What does it mean if a specimen tests positive for SARS-CoV?

Laboratory test results should always be considered with clinical observations and epidemiologic data in making a final diagnosis. A positive RT-PCR result should be confirmed by testing a second specimen and confirming the result at a qualified second laboratory to ensure that the result is not an artifact of laboratory contamination. A positive serologic result is less likely to result from a laboratory artifact but should also be subjected to confirmatory testing. If the results are confirmed, then a positive RT-PCR or serologic test result indicates that the patient has been recently infected with SARS-CoV (unless the patient has a previous history of SARS-CoV disease). Guidelines for managing patients with SARS-CoV disease are provided in Supplement C and Supplement I.

How is a SARS-CoV test confirmed?

Positive antibody and RT-PCR test results should be confirmed by repeat testing of the original specimen AND by testing of the same specimen in an independent laboratory using a validated assay.

What is difference between a laboratory-confirmed clinical specimen and laboratory-confirmed SARS-CoV disease?

This distinction is made for PCR test results because of concerns about false-positive results. For serology, virus isolation, and histopathologic studies, if a specimen is confirmed positive, the patient is also considered to be confirmed positive. For PCR, a second specimen is required to be confirmed positive to decrease the chance of misclassifying a patient due to a false-positive result. In all instances, laboratory results must be considered in the context of clinical and epidemiologic information on the patient.

What does it mean if a patient with an illness suggestive of SARS has a negative SARS-CoV test result?

A negative antibody result on a serum specimen collected >28 days after onset of illness is sufficient to eliminate SARS-CoV as the cause of illness. A negative antibody result on serum specimens collected =28 days after onset of illness or a negative RT-PCR test does not rule out SARS-CoV infection. Clinical specimens do not always have sufficient virus to be detected by RT-PCR. An antibody response may not be detected in some patients until >28 days after onset of illness.

What does it mean if test results are positive for other respiratory diseases?

A positive test result for another respiratory pathogen does not rule out SARS-CoV disease. SARS patients can be co-infected with SARS-CoV and other respiratory pathogens. Thus, detection of another respiratory pathogen does not eliminate the possibility of SARS-CoV disease. In some circumstances (e.g., another pathogen is detected in multiple patients in a cluster of cases and can fully explain the severity of illness), detection of another respiratory pathogen may make SARS-CoV disease less likely. Factors that may be considered in assigning alternate diagnoses include the strength of the epidemiologic exposure criteria for SARS-CoV disease, the specificity of the diagnostic test, and the compatibility of the clinical presentation and course of illness with the alternative diagnosis.

* * * *

• [Instructions for the task]: Could you reproduce word for word the part of the SARS-CoV testing text that begins at the words "Positive antibody and" and stops after "laboratory-confirmed SARS-CoV disease?"? The listing has no connection to the SARS-CoV testing text.

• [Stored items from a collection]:
* * * *

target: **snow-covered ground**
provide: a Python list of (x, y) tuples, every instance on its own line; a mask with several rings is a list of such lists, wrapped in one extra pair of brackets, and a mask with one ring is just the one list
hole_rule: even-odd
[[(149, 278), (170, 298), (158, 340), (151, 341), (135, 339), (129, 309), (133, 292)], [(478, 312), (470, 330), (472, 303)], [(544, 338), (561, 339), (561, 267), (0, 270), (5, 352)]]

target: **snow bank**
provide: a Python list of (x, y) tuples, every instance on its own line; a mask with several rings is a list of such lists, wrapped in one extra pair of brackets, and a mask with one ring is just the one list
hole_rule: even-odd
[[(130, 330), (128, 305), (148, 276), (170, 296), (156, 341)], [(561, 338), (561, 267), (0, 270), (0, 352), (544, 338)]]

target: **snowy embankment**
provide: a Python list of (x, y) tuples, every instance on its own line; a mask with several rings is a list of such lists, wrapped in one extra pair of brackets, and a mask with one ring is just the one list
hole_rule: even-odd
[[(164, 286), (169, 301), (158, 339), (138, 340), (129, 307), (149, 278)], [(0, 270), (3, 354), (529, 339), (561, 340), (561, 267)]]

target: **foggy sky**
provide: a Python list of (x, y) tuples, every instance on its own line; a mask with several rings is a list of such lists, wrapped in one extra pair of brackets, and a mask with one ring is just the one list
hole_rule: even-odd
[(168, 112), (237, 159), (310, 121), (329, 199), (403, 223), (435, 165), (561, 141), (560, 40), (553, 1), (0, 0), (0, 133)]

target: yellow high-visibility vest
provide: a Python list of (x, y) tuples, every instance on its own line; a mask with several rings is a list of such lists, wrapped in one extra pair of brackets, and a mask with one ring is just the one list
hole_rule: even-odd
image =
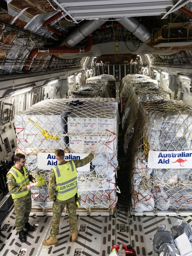
[(56, 180), (55, 195), (64, 201), (74, 196), (77, 191), (77, 172), (74, 161), (57, 165), (53, 168)]
[[(14, 178), (15, 180), (15, 185), (17, 187), (25, 187), (29, 185), (30, 182), (29, 179), (29, 173), (27, 166), (25, 164), (22, 167), (24, 174), (22, 174), (20, 171), (16, 168), (12, 166), (7, 174), (7, 175), (10, 173)], [(20, 198), (28, 195), (29, 190), (24, 192), (18, 192), (18, 193), (12, 193), (11, 196), (13, 199), (16, 198)]]

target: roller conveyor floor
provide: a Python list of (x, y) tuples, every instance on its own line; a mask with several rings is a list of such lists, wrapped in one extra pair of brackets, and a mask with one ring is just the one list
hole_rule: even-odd
[[(120, 130), (121, 131), (121, 130)], [(122, 135), (119, 135), (118, 185), (121, 191), (113, 215), (107, 216), (78, 216), (79, 234), (75, 242), (71, 242), (69, 217), (62, 216), (58, 236), (58, 243), (45, 247), (42, 242), (49, 235), (52, 217), (34, 215), (29, 222), (36, 230), (28, 232), (27, 240), (21, 243), (15, 230), (15, 214), (13, 209), (1, 225), (0, 234), (1, 256), (108, 256), (115, 244), (131, 243), (137, 255), (152, 255), (152, 242), (158, 227), (165, 226), (171, 230), (178, 218), (192, 224), (192, 218), (177, 216), (131, 216), (128, 212), (127, 186), (125, 182)]]

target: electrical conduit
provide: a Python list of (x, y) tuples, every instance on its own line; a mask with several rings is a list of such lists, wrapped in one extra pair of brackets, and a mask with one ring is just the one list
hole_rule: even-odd
[(53, 15), (52, 17), (51, 17), (49, 19), (47, 20), (44, 21), (43, 24), (43, 25), (44, 27), (46, 28), (48, 30), (52, 31), (52, 32), (53, 32), (54, 33), (55, 33), (59, 35), (61, 35), (61, 33), (59, 30), (58, 30), (56, 29), (56, 28), (53, 27), (49, 25), (51, 22), (58, 19), (59, 17), (62, 15), (63, 13), (62, 12), (60, 12), (56, 13), (56, 14)]
[(23, 71), (26, 72), (30, 66), (33, 59), (38, 53), (63, 54), (64, 53), (79, 53), (87, 52), (91, 50), (93, 44), (93, 39), (92, 35), (88, 37), (87, 45), (84, 47), (52, 47), (51, 48), (35, 48), (30, 52), (25, 65), (23, 68)]

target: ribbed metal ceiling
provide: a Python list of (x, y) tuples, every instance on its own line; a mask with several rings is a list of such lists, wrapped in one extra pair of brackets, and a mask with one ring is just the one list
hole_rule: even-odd
[(77, 20), (99, 18), (160, 15), (176, 1), (163, 0), (52, 0)]

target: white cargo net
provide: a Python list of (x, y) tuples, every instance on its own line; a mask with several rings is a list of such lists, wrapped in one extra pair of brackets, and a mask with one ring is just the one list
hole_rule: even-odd
[(149, 150), (192, 150), (192, 108), (181, 101), (141, 103), (129, 148), (133, 212), (191, 210), (192, 169), (149, 168), (147, 161)]
[[(37, 156), (57, 149), (84, 157), (95, 150), (90, 168), (77, 169), (80, 207), (115, 206), (118, 115), (115, 99), (101, 98), (47, 100), (16, 115), (17, 152), (26, 155), (30, 172), (40, 184), (31, 190), (33, 208), (52, 206), (48, 188), (51, 171), (38, 168)], [(54, 167), (53, 158), (49, 163)]]
[(127, 101), (128, 100), (128, 96), (132, 84), (142, 82), (153, 83), (158, 87), (158, 82), (156, 80), (152, 79), (149, 77), (139, 74), (129, 74), (127, 75), (121, 80), (119, 89), (119, 96), (121, 112), (123, 110), (124, 106)]

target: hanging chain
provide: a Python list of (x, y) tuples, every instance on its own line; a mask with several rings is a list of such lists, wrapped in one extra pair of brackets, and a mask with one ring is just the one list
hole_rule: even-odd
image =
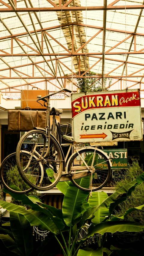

* * * *

• [Answer to this exercise]:
Positive antibody and RT-PCR test results should be confirmed by repeat testing of the original specimen AND by testing of the same specimen in an independent laboratory using a validated assay.

What is difference between a laboratory-confirmed clinical specimen and laboratory-confirmed SARS-CoV disease?